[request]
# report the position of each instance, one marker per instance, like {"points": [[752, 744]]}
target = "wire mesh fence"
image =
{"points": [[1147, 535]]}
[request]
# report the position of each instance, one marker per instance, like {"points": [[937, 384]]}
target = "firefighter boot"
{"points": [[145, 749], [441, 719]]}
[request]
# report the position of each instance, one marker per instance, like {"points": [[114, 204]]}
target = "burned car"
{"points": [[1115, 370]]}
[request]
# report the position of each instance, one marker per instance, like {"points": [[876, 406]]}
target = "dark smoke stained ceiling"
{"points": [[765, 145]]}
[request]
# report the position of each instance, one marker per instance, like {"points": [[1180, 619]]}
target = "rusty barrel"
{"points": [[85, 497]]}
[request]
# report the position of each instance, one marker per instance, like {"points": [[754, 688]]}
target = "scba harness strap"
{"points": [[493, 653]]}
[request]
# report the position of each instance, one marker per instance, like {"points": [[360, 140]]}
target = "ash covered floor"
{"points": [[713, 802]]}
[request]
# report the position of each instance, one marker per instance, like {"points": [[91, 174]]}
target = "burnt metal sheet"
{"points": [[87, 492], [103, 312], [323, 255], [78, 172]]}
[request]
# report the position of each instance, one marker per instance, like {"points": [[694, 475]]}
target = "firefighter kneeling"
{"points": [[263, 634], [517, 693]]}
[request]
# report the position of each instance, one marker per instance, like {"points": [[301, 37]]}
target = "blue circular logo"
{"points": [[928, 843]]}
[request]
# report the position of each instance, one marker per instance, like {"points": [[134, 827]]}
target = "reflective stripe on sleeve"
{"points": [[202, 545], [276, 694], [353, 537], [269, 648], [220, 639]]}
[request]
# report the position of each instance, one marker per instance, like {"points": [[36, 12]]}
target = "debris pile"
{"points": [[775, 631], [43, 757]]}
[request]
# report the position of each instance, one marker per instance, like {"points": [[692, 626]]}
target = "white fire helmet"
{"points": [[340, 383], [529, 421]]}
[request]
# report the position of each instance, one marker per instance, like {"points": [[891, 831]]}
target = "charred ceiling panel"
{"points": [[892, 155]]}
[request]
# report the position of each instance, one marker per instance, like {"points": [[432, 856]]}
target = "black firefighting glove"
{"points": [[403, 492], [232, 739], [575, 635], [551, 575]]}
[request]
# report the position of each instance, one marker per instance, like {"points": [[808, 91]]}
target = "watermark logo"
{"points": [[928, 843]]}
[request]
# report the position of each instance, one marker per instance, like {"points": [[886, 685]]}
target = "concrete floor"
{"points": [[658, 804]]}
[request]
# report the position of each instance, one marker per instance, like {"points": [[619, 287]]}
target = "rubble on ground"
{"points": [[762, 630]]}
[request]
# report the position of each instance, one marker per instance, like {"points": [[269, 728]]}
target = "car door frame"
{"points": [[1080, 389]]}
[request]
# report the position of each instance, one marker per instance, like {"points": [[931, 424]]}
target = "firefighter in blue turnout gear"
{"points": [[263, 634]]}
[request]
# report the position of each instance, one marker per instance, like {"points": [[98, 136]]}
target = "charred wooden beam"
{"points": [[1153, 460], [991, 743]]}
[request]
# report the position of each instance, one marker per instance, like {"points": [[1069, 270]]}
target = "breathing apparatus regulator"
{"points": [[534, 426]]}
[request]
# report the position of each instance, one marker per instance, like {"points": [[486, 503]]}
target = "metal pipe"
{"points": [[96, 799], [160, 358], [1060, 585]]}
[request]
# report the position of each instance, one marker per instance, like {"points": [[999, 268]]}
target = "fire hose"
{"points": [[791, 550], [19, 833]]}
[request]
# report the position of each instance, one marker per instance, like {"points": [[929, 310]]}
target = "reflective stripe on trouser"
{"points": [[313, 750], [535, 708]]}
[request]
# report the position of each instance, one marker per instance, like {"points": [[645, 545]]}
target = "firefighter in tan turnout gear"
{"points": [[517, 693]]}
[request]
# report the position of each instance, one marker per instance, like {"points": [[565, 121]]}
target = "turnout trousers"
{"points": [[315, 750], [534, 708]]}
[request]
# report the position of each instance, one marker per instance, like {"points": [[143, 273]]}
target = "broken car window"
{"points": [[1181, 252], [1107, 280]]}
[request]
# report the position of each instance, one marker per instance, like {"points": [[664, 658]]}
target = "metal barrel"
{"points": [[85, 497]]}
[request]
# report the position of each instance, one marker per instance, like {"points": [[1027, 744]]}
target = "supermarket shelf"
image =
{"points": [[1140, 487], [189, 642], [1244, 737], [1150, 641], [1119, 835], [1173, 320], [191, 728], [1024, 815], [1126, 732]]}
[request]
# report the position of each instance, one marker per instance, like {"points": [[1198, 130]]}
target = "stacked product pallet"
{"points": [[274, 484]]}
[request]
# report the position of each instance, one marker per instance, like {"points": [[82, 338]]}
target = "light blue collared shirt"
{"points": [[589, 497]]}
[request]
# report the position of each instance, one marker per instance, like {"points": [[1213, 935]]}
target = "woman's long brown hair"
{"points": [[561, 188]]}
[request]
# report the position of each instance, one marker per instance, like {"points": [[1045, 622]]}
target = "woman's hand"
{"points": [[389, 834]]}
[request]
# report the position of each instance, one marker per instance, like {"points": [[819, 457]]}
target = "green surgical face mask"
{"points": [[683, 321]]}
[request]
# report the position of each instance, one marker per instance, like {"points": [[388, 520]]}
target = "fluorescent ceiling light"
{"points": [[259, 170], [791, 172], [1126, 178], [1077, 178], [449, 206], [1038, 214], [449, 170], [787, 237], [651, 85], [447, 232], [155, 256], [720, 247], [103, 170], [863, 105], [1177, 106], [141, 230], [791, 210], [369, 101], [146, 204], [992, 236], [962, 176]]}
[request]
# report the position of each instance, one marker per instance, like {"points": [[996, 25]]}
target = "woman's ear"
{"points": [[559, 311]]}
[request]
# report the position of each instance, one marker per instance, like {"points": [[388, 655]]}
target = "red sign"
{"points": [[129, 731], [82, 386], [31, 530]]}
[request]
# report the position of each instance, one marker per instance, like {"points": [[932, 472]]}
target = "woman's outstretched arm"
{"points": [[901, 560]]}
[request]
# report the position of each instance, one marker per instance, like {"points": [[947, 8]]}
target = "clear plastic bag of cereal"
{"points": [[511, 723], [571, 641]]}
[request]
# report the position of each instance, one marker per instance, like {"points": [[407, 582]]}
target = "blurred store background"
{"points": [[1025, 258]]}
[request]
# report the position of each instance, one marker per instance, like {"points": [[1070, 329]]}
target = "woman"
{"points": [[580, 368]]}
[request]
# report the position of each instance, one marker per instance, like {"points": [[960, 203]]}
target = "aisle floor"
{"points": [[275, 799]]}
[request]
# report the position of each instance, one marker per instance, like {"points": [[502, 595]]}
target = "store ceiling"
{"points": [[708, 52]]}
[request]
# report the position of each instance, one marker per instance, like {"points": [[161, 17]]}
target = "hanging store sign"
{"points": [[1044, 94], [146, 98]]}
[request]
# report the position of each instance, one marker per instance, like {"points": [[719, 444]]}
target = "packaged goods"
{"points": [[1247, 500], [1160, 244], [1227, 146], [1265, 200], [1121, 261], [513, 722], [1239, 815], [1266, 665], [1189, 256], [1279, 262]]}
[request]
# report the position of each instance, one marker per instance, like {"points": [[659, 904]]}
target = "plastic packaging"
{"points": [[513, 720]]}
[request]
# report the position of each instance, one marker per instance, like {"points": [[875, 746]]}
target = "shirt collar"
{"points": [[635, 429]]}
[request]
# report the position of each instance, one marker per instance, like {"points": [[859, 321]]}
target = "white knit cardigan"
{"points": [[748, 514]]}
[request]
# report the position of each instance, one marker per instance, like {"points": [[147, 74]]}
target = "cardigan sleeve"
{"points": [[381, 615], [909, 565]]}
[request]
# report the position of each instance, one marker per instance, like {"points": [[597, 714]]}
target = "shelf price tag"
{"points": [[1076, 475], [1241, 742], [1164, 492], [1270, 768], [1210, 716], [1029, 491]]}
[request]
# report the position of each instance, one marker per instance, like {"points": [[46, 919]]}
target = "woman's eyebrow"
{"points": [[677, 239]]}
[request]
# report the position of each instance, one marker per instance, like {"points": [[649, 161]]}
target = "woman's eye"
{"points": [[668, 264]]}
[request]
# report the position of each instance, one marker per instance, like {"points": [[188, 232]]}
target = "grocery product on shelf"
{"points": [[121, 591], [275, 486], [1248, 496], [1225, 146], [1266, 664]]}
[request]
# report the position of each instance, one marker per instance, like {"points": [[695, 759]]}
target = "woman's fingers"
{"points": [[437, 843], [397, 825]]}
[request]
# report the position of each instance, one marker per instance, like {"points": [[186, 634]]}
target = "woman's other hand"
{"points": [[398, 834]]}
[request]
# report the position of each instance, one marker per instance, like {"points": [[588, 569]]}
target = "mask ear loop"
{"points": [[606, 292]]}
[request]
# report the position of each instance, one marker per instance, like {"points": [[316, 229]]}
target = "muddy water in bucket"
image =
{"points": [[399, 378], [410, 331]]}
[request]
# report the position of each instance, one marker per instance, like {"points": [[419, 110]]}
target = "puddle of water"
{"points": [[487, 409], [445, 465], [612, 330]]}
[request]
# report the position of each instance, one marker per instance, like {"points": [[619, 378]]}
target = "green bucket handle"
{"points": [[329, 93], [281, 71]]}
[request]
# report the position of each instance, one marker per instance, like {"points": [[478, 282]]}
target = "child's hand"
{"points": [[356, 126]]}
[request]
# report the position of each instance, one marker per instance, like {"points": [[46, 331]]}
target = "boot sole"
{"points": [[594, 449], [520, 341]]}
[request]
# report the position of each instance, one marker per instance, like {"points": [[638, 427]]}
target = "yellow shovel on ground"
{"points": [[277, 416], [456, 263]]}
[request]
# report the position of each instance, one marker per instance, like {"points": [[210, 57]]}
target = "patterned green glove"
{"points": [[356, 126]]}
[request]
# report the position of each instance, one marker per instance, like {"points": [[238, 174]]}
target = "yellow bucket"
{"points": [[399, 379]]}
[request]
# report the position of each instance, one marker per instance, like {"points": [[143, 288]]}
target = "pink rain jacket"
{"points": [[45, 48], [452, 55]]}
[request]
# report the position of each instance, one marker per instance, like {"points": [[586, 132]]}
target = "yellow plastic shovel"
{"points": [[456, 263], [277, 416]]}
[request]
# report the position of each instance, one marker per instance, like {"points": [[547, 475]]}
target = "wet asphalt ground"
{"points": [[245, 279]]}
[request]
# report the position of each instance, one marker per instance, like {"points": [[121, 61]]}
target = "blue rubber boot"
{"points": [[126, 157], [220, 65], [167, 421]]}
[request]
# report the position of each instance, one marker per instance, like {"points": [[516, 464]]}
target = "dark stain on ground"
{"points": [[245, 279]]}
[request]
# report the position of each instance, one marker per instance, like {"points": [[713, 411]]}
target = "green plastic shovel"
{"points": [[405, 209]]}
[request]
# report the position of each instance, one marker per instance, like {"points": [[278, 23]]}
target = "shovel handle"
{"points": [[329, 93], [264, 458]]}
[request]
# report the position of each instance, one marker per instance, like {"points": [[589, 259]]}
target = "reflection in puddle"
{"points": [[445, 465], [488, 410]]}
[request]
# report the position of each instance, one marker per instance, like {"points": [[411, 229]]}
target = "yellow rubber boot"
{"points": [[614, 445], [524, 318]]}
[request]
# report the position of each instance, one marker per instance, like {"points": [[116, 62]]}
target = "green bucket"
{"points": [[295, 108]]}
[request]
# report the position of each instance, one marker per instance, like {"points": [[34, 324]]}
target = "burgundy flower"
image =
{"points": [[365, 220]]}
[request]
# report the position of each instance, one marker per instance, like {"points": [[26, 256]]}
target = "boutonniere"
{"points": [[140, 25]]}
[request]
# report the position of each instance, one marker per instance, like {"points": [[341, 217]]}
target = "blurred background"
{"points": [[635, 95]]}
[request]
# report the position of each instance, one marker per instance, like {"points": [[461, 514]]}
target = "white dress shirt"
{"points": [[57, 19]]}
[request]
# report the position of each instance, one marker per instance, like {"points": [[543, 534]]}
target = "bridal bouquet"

== == ==

> _Given instruction_
List every line in the records that contains the string "turnout", matching case.

> _Full response_
target = "firefighter in blue turnout gear"
target = "firefighter in tan turnout gear"
target = "turnout trousers"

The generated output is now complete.